_Image-grounded pointing data:_
□ □ □ □ □
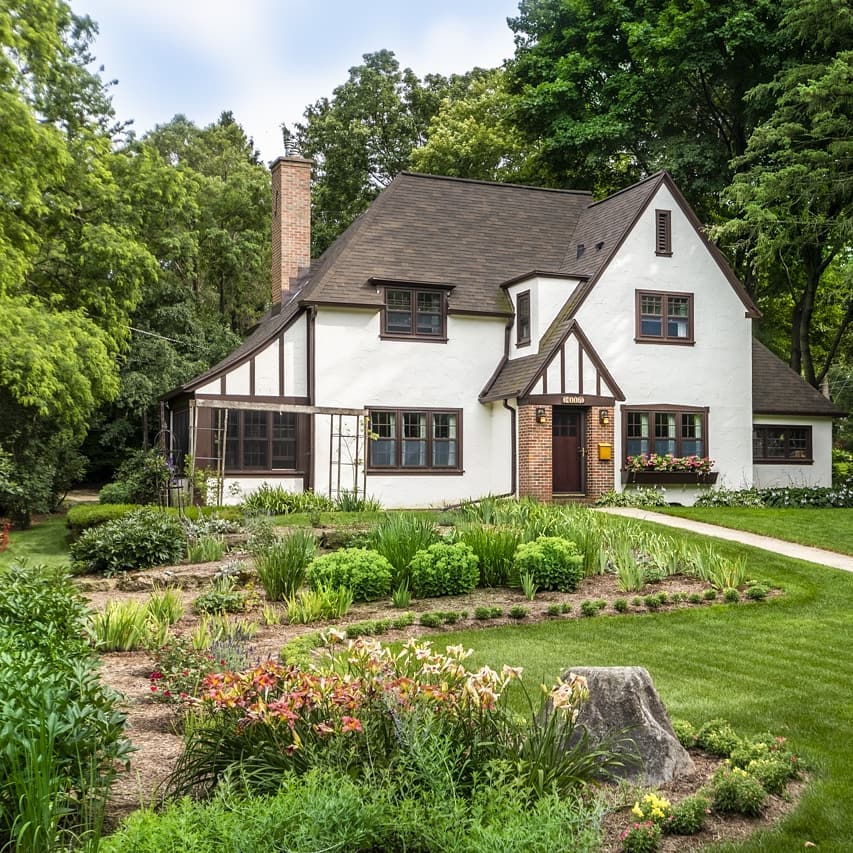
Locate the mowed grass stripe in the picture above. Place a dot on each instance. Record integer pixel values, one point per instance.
(783, 666)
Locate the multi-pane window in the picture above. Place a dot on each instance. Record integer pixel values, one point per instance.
(522, 319)
(663, 232)
(665, 317)
(679, 433)
(782, 444)
(414, 313)
(414, 440)
(256, 440)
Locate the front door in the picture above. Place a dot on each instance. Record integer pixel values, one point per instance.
(567, 450)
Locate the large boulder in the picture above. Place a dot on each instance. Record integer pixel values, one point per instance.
(624, 698)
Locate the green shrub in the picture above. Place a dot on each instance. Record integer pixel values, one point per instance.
(81, 517)
(276, 500)
(688, 816)
(139, 540)
(116, 493)
(205, 549)
(221, 597)
(494, 547)
(773, 773)
(554, 563)
(61, 733)
(685, 732)
(282, 565)
(444, 569)
(398, 537)
(589, 608)
(365, 573)
(484, 612)
(718, 737)
(734, 791)
(757, 591)
(431, 620)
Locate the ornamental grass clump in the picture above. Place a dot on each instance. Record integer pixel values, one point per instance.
(444, 569)
(553, 563)
(398, 537)
(365, 573)
(367, 709)
(281, 566)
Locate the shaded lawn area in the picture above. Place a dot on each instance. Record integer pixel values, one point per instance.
(822, 528)
(783, 666)
(45, 543)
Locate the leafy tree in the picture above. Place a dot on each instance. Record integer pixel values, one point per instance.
(793, 193)
(71, 266)
(474, 134)
(361, 137)
(616, 89)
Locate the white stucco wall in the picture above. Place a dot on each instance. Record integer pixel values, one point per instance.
(547, 296)
(296, 358)
(819, 473)
(715, 372)
(355, 368)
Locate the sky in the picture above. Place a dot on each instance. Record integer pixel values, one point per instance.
(266, 60)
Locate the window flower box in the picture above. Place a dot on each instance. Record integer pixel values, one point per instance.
(658, 469)
(675, 478)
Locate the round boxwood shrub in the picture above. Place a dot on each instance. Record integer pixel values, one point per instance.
(444, 569)
(138, 540)
(365, 573)
(555, 563)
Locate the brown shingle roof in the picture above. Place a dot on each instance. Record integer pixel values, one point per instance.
(473, 235)
(778, 390)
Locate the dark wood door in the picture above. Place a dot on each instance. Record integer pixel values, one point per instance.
(567, 443)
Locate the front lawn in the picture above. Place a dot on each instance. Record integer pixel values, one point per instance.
(45, 543)
(822, 528)
(783, 666)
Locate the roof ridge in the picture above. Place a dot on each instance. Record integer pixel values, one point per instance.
(494, 183)
(659, 176)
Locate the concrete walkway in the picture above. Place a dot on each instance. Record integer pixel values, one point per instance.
(777, 546)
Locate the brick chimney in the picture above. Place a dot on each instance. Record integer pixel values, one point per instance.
(291, 222)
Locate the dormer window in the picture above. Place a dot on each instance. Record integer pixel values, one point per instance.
(522, 319)
(415, 313)
(663, 232)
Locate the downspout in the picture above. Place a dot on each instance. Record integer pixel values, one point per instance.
(514, 453)
(308, 480)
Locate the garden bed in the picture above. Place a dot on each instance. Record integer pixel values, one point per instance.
(152, 725)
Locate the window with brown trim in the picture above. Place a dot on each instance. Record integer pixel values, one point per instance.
(665, 318)
(782, 445)
(257, 440)
(522, 319)
(414, 313)
(415, 440)
(671, 430)
(663, 232)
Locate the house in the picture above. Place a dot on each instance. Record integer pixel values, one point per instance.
(465, 338)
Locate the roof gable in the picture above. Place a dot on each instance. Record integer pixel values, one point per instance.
(778, 390)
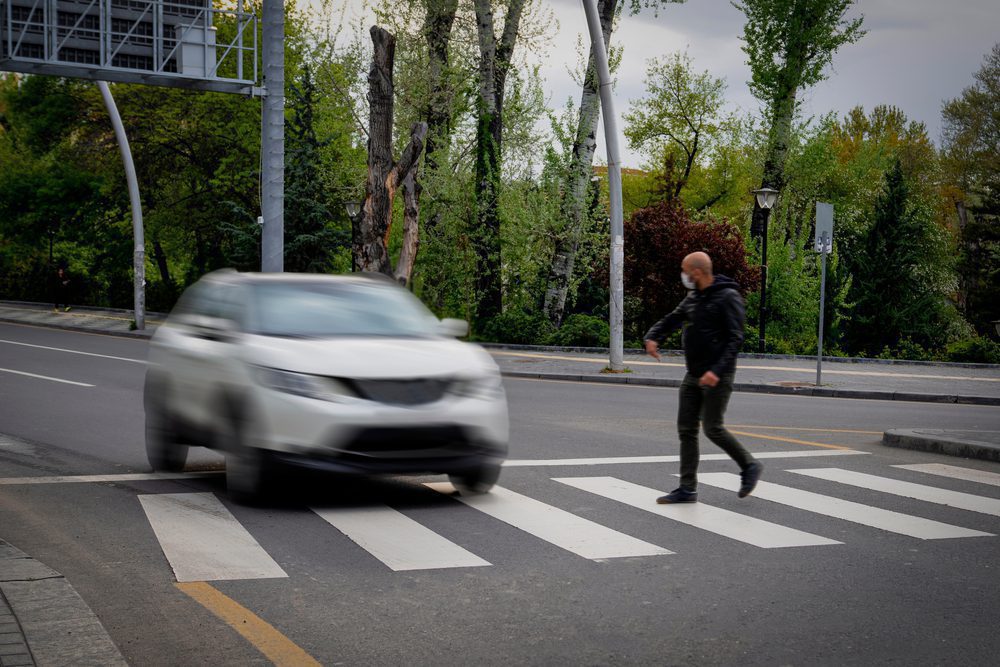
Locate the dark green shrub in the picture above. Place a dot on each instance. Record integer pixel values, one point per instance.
(908, 350)
(581, 330)
(979, 350)
(517, 327)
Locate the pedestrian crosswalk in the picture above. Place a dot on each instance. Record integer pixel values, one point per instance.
(202, 540)
(734, 525)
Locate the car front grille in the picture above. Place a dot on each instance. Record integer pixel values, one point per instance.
(401, 392)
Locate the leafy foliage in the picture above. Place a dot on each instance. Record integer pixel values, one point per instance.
(660, 237)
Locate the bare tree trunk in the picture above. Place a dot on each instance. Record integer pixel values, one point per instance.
(437, 31)
(384, 177)
(967, 281)
(411, 228)
(580, 170)
(494, 63)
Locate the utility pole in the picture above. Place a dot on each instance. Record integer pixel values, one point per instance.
(138, 237)
(272, 140)
(616, 311)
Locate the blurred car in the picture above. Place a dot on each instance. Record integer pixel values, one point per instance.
(349, 374)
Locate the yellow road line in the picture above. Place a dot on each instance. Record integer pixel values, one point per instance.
(275, 646)
(792, 440)
(787, 369)
(809, 430)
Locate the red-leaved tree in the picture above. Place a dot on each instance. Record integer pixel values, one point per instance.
(657, 240)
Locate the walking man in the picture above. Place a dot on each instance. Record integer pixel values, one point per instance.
(712, 315)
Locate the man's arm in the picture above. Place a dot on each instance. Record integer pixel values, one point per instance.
(733, 314)
(659, 331)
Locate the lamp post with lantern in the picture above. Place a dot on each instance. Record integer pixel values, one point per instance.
(765, 200)
(353, 209)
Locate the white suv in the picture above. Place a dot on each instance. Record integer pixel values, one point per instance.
(343, 373)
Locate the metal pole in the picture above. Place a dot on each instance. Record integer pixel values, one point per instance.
(822, 312)
(763, 285)
(272, 140)
(139, 252)
(616, 314)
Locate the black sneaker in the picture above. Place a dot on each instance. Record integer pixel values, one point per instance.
(678, 496)
(749, 478)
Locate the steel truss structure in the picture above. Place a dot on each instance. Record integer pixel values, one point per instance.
(180, 43)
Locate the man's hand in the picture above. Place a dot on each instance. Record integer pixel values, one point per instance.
(709, 379)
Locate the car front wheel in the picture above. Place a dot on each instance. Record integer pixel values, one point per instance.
(477, 481)
(163, 451)
(249, 470)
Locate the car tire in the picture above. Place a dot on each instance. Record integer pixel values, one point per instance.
(477, 481)
(249, 470)
(163, 451)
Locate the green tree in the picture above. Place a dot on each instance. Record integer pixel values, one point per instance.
(901, 285)
(972, 162)
(679, 120)
(789, 44)
(310, 237)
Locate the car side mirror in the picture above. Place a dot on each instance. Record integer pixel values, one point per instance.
(451, 327)
(212, 328)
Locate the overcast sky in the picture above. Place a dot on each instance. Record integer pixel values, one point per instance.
□ □ □ □ □
_TASK REQUIREMENTS:_ Give back the data exactly. Skip any images.

_RESULT OF THE EXERCISE:_
Locate the mowed grass stripe in the picture above. Place a dot on each instance. Record integer pixel values, one point per instance.
(783, 666)
Locate the multi-pane window in the picture above. Place a dot on each instance. Record integer pixel values, one point per instance.
(522, 319)
(663, 232)
(665, 317)
(679, 433)
(782, 444)
(414, 313)
(414, 440)
(256, 440)
Locate the front door in the picture above. Place a dot on each instance. Record integer pixel values, one point per instance.
(567, 450)
Locate the large boulder in the picture above. Place a dot on each instance. Record integer pixel values, one point per instance.
(624, 698)
Locate the green shrub in the picture above. Place a dot on each instance. Record integer pixel values, one point per instance.
(81, 517)
(276, 500)
(688, 816)
(139, 540)
(116, 493)
(205, 549)
(221, 597)
(494, 547)
(773, 773)
(554, 563)
(61, 733)
(685, 732)
(282, 565)
(444, 569)
(398, 537)
(589, 608)
(365, 573)
(484, 612)
(718, 737)
(734, 791)
(757, 591)
(431, 620)
Locate the ornamental grass clump in the picture above. Place a dot on each instance. Record integer pixel values, one point per instance.
(444, 569)
(553, 563)
(398, 537)
(365, 573)
(367, 709)
(281, 566)
Locate the shaded lawn area in the picture above. Place a dot on each instance. Record integer pixel values, one point per instance.
(822, 528)
(783, 666)
(45, 543)
Locate the leafy tree in the picture above. Place a dot on each instance. Record integer pixel values, one point per instance.
(793, 193)
(71, 266)
(474, 134)
(361, 137)
(616, 89)
Locate the white stucco wall in the picture above. Place a dot on each instance. Record integer pixel values, one point per instance.
(547, 296)
(296, 358)
(819, 473)
(715, 372)
(355, 368)
Locate the sky in the picture above. Place a dot on each instance. Record integer pixel values, one point per instance.
(266, 60)
Locate the window flower box in the picture above. Place a dot on each instance. Record integer pixel values, one point per instance.
(658, 469)
(675, 478)
Locate the round boxwood shrub in the picture above. Place a dot on each instance. Record integer pixel values, one point per instance.
(444, 569)
(138, 540)
(365, 573)
(555, 563)
Locate the brown shingle roof in the picture above. Place a dot on each instance. Record integer pixel values, one point per instance.
(473, 235)
(778, 390)
Locate the dark wood door in the picture above. Place a dot on each instance. Record integer pixel values, one point per instance.
(567, 443)
Locate the front lawn in the picture above. Place a dot on each instance. Record integer pixel values, one point per instance.
(45, 543)
(822, 528)
(783, 666)
Locate the roof ridge in the picture above. Place a dot on each instance. Record integer pixel values, one point per instance.
(494, 183)
(659, 176)
Locate the concrete walkway in the picture above. Place a dot on each instance. Record integer pixel values, one point per instance.
(777, 546)
Locate the brick chimney in the picture above. Place a dot on each instance. Record integer pixel values, one point per instance.
(291, 222)
Locate the dormer window in the picture above. Place a dot on each instance. Record integer pixel values, one point per instance.
(522, 319)
(415, 313)
(663, 232)
Locate the downspout in the picture above. Place a dot on each instance. Record integer pixel values, one point per instance.
(514, 453)
(308, 480)
Locate the garden bed in the picture above. Place a dot on each instance. Record integer pixel values, one point per instance.
(152, 725)
Locate the window with brown trim in the picture above. Place a dot on each instance. Record integer pixel values, one point per instance.
(665, 318)
(782, 445)
(257, 440)
(522, 319)
(414, 313)
(415, 440)
(671, 430)
(663, 232)
Locate the house in the picture above. Place a dot on each instance. Record integer pixel values, one point per instance.
(465, 338)
Locate the roof gable in the picture above. Place a dot on each instance. Record integer pixel values, one point per instance.
(778, 390)
Locate the dark green shrub in the picture above. Place a dot on each instance. Record integer pixel values, one point per instance.
(908, 350)
(581, 330)
(979, 350)
(517, 327)
Locate the pedestrian crosswalk in the picture above. Place a dot on each instance. Record integer pixel values, one point per instance.
(202, 540)
(734, 525)
Locate the car front grille in the picture above. Place a dot on each instance. Record integer pixel values, one point per instance.
(401, 392)
Locate the leafy foliage in the picture above. Place a dot on each instance. Record integer pixel values, one point per instance.
(660, 237)
Locate the bare tree trunk in the picture above. Place a dot on each instance. Record integer pixel values, one point per instance.
(437, 31)
(384, 177)
(967, 281)
(411, 228)
(580, 170)
(494, 63)
Locate the utility pole in the picture above. Place a dot on each instance. Record integer pixel values, one point per instance.
(138, 237)
(272, 140)
(616, 311)
Locate the blurred car in the picture above. Place a dot on each instance. Record integer pixel values, one point per instance.
(349, 374)
Locate the yellow road line in the picture above. Place a dot on each instance. Record integer pixel values, one point per instance.
(275, 646)
(792, 440)
(787, 369)
(809, 430)
Locate the red-leaved tree in the picture above. Place a dot on each instance. Record integer pixel values, one point per instance.
(657, 240)
Locate the walking man in the picture above. Place a dot on each instance. Record integer pixel values, one point per instance.
(712, 315)
Locate the man's arm in the picture above. Place a dot on each instance. Record integer pixel values, one point per instance.
(733, 314)
(659, 331)
Locate the lamp post with lantern in the picture above. Place a dot on each instance. Record integer pixel values, one point per instance.
(765, 200)
(353, 209)
Locate the white suv in the picture above. Place a dot on each instance. Record integer pixel values, one point per instance.
(343, 373)
Locate the metal pole in the picture above. Place a dot on each instance. Record integer pixel values, one point per instance.
(822, 312)
(763, 285)
(272, 140)
(139, 252)
(616, 314)
Locate the black sneaker in the picture above. Place a dot on each instance. Record integer pixel values, one point per instance.
(678, 496)
(749, 478)
Locate the steel truss structure in the picture above. Place a dot on each instance. Record integer pixel values, one point per instance.
(180, 43)
Locate the man's hand in the picture above. Place a dot on each instance. Record integer pixel values, one point per instance.
(709, 379)
Locate the car front wheel in the picture above. Place a dot on each instance. Record integer pixel values, one point per instance.
(477, 481)
(163, 451)
(249, 470)
Locate the car tire in the picture above. Place a dot on each instance. Record integer pixel values, one point per instance.
(477, 481)
(249, 470)
(163, 451)
Locate the green tree in the picture above. Place a dot on each instance. Record integer pixel values, one point per instance.
(901, 285)
(972, 162)
(679, 120)
(789, 44)
(310, 237)
Locate the car side mirror in the picture above. Place a dot on each instance. Record integer pixel values, one point per instance.
(451, 327)
(212, 328)
Locate the overcast sky in the picture above. Place a dot on each instance. Record integer pixel values, one point per instance.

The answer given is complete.